Set problem 1: In the passage about meeting Ben, rewrite the stretch starting at "As our hands" and ending at "I wanted more.", swapping "Safe" for "Secure".
Set problem 2:
Answer these about the passage about meeting Ben:
(a) What did he pause in front of and pretend to read on his way over?
(b) What name does he give when he introduces himself?
(c) What new feeling washed over the narrator after their hands parted?

I kept track of him as he slowly meandered my way, taking note of how he paused in front of the bulletin board and pretended to read it. I was breathless by the time he reached his final destination: my desk. He’d never once looked at me the entire way over but upon his arrival, he turned his head my way and his eyes suddenly lit up, as though he hadn’t noticed me before, as though I’d materlialized right in front of him and he was seeing me for the first time. He was even cuter up close.

“Oh, hey,” he said, “I’m Ben.”

“I’m Michelle,” I replied. Then I smiled — like, actually smiled, in a way that was genuine and warm. What was I doing?

“It’s nice to meet you,” Ben said in response, as he held his hand out to me. The seemingly simple exchange of a handshake had taken on a lot of meaning to me recently. I didn’t like being touched, especially by strangers, but I found myself reaching out in response, accepting what he had offered me.

“Yeah,” I said, my voice suddenly bigger, “you too.”

As our hands touched, something really strange happened: I felt okay. Instead of tense or afraid, I felt…fine. No, more than fine, something else, something I couldn’t quite identify. Safe? Comfortable? Our hands parted before I could pinpoint the feeling. A new one washed over me: longing, as though I wanted more.

Supplied information:
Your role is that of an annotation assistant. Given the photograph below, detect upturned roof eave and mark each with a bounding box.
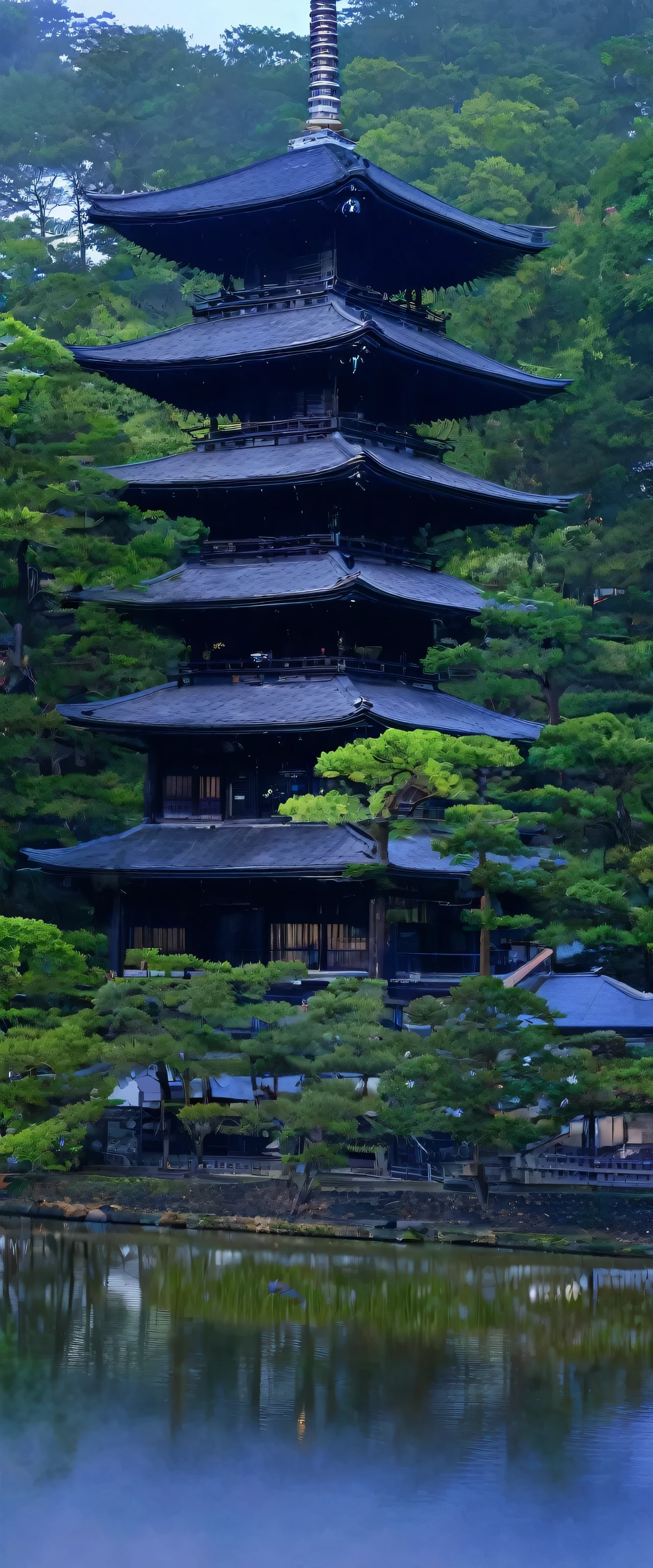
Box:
[84,148,551,256]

Exercise result 1:
As our hands touched, something really strange happened: I felt okay. Instead of tense or afraid, I felt…fine. No, more than fine, something else, something I couldn’t quite identify. Secure? Comfortable? Our hands parted before I could pinpoint the feeling. A new one washed over me: longing, as though I wanted more.

Exercise result 2:
(a) The bulletin board.
(b) Ben.
(c) Longing, as though wanting more.